### PROBLEM
Repeat these lines without any change, starting with the line that contains "Put a point on every instance of the bare branch" and ending after the line that contains "[(535, 674), (1333, 414)]".

### MATERIAL FOR THE TASK
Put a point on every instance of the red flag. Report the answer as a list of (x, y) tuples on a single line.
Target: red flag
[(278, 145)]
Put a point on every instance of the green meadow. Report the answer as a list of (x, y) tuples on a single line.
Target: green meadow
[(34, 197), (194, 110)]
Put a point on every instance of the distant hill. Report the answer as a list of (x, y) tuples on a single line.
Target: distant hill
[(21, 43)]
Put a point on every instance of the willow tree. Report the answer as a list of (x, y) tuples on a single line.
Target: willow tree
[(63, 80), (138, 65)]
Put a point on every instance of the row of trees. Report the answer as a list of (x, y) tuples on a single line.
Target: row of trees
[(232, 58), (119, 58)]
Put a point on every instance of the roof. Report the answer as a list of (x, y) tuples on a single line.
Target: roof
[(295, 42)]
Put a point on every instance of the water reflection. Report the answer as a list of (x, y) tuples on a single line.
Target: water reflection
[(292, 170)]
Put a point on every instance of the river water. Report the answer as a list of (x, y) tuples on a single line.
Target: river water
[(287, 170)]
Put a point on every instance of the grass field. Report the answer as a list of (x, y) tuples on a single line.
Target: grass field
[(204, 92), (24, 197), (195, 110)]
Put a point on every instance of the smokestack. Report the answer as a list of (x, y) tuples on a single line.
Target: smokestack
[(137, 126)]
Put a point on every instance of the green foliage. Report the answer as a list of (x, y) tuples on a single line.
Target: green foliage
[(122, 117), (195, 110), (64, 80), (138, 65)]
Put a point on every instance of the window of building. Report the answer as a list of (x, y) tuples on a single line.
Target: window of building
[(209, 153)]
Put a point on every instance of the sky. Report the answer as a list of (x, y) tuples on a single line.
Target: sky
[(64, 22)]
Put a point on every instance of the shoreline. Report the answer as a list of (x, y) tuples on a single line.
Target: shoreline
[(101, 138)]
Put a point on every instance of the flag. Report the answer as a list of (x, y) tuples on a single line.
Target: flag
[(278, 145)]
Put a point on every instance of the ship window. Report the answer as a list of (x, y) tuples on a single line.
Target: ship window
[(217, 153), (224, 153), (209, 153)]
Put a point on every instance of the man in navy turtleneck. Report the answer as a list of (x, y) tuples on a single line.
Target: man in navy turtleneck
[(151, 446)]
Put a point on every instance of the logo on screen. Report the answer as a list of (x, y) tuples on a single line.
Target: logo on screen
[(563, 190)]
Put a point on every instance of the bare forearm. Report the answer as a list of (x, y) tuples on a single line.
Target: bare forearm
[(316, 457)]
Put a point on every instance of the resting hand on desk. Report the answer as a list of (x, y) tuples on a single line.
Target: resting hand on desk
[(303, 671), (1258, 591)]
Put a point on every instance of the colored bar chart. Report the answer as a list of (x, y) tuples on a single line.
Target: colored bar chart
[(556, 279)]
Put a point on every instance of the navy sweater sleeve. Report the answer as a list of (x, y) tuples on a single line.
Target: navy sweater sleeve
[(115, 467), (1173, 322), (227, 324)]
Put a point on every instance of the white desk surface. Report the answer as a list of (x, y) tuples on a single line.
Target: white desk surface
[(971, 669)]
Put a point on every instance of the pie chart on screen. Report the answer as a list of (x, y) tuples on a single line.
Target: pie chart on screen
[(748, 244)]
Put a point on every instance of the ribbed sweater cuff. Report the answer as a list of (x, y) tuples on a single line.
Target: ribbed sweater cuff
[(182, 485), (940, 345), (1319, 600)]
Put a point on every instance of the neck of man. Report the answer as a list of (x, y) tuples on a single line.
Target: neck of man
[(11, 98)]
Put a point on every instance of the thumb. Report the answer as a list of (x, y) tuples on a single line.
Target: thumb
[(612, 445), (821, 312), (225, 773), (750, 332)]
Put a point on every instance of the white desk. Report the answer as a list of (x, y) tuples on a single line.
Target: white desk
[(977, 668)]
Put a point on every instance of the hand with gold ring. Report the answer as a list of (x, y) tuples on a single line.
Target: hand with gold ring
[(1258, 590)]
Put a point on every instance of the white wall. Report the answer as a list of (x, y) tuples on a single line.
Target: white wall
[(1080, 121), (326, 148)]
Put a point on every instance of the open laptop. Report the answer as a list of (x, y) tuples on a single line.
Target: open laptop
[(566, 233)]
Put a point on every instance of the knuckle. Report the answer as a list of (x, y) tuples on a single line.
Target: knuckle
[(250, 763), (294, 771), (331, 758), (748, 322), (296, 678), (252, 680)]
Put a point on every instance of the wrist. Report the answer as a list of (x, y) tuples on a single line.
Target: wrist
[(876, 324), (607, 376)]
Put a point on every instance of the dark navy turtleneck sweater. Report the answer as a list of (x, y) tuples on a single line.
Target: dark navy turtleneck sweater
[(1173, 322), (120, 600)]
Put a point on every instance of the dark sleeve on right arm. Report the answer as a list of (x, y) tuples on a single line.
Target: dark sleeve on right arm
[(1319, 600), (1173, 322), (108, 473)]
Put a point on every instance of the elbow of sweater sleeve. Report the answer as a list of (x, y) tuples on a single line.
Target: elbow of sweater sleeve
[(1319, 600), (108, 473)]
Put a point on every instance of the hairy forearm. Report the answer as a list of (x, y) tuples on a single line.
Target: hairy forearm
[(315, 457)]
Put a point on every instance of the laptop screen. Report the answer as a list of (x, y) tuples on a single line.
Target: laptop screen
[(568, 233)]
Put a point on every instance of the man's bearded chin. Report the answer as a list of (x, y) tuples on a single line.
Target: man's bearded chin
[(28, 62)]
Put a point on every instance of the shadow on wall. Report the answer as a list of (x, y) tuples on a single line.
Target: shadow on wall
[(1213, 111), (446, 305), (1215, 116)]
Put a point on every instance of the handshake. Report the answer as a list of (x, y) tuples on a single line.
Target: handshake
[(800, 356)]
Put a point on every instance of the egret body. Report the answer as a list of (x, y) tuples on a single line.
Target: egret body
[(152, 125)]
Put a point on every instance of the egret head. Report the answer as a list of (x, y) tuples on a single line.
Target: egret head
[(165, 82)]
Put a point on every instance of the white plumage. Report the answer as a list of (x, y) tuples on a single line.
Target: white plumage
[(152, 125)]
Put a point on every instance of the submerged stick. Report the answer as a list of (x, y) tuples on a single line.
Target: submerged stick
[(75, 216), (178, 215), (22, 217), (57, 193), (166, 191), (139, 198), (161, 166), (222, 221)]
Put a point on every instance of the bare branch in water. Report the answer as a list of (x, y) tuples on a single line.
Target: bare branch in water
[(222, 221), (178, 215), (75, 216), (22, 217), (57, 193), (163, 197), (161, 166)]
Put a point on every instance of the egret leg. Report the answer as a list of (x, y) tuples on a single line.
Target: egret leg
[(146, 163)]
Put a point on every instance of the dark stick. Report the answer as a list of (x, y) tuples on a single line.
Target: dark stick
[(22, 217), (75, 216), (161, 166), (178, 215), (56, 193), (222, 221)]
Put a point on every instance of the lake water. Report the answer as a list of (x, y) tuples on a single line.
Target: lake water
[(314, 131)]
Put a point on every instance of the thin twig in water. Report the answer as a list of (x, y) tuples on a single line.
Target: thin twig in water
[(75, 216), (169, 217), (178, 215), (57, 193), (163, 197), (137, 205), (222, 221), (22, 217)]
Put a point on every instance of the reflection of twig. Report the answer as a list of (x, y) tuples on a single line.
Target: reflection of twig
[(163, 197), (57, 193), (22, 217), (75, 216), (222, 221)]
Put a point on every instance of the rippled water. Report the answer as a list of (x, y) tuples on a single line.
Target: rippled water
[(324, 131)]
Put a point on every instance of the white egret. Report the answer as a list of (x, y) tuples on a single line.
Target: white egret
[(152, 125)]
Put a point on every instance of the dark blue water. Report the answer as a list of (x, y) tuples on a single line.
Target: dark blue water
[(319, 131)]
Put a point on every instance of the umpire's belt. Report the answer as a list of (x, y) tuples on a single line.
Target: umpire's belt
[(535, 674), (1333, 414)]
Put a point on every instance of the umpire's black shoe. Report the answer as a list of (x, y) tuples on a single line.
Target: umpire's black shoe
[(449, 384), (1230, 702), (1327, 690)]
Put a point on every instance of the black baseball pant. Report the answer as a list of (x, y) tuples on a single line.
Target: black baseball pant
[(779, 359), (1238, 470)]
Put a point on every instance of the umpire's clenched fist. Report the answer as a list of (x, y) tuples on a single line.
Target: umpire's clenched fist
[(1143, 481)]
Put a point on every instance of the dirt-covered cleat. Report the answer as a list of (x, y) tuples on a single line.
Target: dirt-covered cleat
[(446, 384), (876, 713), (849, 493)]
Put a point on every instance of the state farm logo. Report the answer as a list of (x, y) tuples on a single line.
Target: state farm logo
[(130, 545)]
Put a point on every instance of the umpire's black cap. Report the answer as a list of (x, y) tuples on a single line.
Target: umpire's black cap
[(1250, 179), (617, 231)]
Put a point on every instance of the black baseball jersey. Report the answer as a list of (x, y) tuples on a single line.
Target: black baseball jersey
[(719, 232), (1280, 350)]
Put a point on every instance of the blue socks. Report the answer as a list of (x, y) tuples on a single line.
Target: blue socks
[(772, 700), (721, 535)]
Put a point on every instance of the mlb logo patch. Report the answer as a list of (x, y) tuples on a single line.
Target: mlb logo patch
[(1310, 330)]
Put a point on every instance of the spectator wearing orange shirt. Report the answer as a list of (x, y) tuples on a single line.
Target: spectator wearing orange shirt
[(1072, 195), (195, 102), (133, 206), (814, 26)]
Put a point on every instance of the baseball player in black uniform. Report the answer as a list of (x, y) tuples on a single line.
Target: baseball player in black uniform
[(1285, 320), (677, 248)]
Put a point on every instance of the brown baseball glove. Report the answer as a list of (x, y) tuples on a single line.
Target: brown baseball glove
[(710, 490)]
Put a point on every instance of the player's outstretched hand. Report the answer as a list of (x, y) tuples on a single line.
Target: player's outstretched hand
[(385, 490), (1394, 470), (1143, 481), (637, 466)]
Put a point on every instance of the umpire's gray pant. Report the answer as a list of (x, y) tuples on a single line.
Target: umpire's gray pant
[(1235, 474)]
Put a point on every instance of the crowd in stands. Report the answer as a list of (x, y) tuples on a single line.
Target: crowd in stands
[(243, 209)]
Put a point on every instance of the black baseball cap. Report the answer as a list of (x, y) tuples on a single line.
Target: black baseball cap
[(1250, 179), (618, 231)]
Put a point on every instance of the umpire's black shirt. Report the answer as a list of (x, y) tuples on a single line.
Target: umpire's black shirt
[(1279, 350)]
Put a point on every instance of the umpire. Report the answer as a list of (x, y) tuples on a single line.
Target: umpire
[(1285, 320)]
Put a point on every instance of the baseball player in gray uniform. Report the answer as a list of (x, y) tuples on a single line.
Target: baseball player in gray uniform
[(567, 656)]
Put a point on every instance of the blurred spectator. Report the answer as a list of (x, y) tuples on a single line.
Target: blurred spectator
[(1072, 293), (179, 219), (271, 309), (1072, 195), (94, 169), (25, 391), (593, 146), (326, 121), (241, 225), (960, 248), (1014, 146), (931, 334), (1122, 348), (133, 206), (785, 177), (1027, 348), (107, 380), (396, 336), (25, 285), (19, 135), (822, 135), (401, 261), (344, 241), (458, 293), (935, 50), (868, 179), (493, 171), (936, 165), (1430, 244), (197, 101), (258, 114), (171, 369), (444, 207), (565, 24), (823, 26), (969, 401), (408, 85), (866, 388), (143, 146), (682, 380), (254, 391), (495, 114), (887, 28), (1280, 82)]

### COMPLETE ANSWER
Put a point on every instance of the bare branch in water. Report the answer as a list of (x, y) tuples on a single line.
Target: bare branch in water
[(222, 221), (178, 215), (75, 216), (22, 217), (57, 193), (163, 197), (161, 166)]
Put a point on every instance of the egret leg. Report the answer as a list of (x, y) tuples on a single line.
Target: egret leg
[(146, 163)]
Put a point on every instance of the dark stick. Report the answer as a list of (x, y) tuples on a single line.
Target: dark stick
[(22, 217), (75, 216), (161, 166), (178, 215), (56, 193), (222, 221)]
Put a point on every instance of the lake water. Report the answer as a list of (x, y) tuples on a single line.
Target: lake water
[(314, 131)]
Put a point on every instance of the thin twig in water. Report the answer as a list of (x, y) tuples on a single line.
Target: thin twig in water
[(75, 216), (169, 217), (178, 215), (57, 193), (163, 197), (137, 205), (222, 221), (22, 217)]
Put a point on every instance of the reflection of twig. Report the answer as a list of (x, y) tuples on a single line.
Target: reflection of twig
[(163, 197), (57, 193), (22, 217), (75, 216), (222, 221)]
Put a point on every instance of the rippled water. Report the answer as a list of (x, y) tuples on a single line.
Target: rippled water
[(324, 131)]
Put a point on every instance of the white egret. Report the answer as a list of (x, y) tuples on a single line.
Target: white egret
[(152, 125)]
Put a point on every instance of the dark blue water. Report the answer as a list of (x, y) tuples on a single line.
Target: dark blue water
[(319, 131)]
Put a point on every instance of the umpire's belt. Report the answer as a list of (x, y) tuples on a single line.
Target: umpire's belt
[(535, 674), (1333, 414)]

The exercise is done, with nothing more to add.